Collected data:

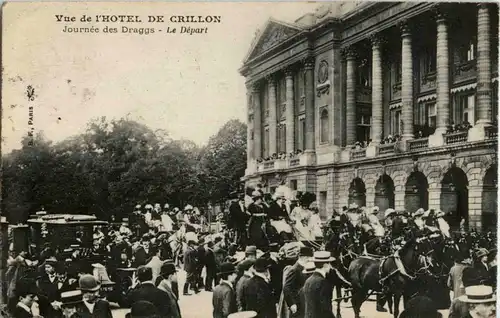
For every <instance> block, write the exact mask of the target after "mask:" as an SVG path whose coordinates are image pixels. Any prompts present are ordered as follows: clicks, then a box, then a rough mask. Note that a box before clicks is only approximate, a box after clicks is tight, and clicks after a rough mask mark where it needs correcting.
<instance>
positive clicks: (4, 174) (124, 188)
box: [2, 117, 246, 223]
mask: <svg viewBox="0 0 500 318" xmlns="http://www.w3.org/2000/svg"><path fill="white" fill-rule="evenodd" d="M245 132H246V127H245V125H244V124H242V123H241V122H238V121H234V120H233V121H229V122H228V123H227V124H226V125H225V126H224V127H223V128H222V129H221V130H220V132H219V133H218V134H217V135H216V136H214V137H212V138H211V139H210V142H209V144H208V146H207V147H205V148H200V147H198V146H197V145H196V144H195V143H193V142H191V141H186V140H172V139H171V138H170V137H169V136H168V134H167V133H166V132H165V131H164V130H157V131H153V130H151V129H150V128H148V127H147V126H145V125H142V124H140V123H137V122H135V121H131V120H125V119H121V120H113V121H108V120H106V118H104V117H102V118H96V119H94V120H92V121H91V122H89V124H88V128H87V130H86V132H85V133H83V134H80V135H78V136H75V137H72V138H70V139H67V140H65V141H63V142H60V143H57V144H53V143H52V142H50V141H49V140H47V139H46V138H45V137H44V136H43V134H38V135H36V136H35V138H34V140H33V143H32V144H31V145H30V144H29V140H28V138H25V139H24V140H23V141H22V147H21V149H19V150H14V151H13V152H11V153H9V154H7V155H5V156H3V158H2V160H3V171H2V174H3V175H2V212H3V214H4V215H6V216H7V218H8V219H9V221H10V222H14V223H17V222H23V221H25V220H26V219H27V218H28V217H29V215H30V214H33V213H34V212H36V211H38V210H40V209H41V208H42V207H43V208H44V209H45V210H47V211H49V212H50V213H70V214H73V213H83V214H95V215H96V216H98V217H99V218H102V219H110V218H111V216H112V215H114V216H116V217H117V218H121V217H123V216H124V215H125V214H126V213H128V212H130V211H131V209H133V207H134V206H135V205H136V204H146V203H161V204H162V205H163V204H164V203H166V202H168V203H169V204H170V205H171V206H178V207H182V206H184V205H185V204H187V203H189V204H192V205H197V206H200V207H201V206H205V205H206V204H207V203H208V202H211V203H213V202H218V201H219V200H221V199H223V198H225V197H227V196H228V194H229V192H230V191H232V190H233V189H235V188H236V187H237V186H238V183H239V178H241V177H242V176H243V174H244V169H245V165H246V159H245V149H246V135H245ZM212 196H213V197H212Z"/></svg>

--

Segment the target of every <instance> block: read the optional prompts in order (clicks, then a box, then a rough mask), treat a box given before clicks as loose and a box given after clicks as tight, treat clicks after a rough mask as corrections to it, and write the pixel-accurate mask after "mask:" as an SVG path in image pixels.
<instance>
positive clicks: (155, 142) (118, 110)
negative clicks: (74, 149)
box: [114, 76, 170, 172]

* _Exercise details_
Retype the rows starting with the line that contains "Segment the target" and going on through the line that contains "box: [114, 76, 170, 172]", both included, keeping every character as it is.

* _Solved exercise_
Segment the target of every <instance> block: read the optional prompts in order (clicks, then a box, then a rough mask), treat a box given before clicks as loose and a box given after clicks as tight, treat clicks after a rough mask as corrections to it, and write the pixel-accurate mask after "mask:" as an SVG path in image pixels.
<instance>
positive clicks: (155, 142) (118, 110)
negative clicks: (74, 149)
box: [114, 76, 170, 172]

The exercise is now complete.